■ EXERCISE DESCRIPTION ■
Copy out every one of the records below word for word, omitting the pictures.

--- Begin SUPPLIED RECORDS ---

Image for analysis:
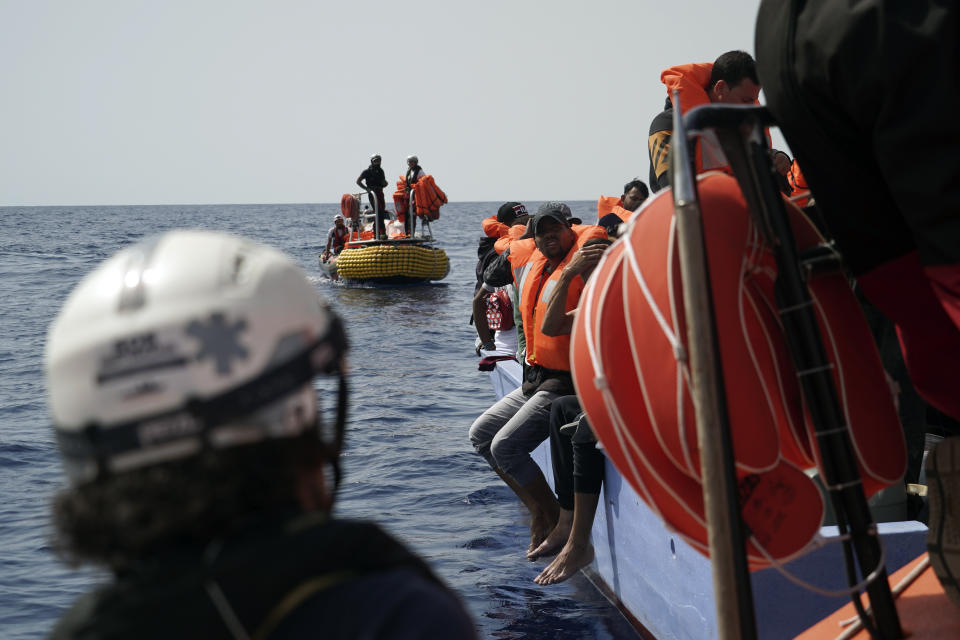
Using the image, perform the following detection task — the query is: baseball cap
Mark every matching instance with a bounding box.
[497,202,527,224]
[532,201,583,233]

--- End SUPPLIED RECORDS ---

■ RESULT FOR THIS TASK ■
Image for analysis:
Using the image, perform the following detection task — the query is: baseball cap
Mark every matching instance with a bounding box.
[497,202,527,224]
[532,201,583,233]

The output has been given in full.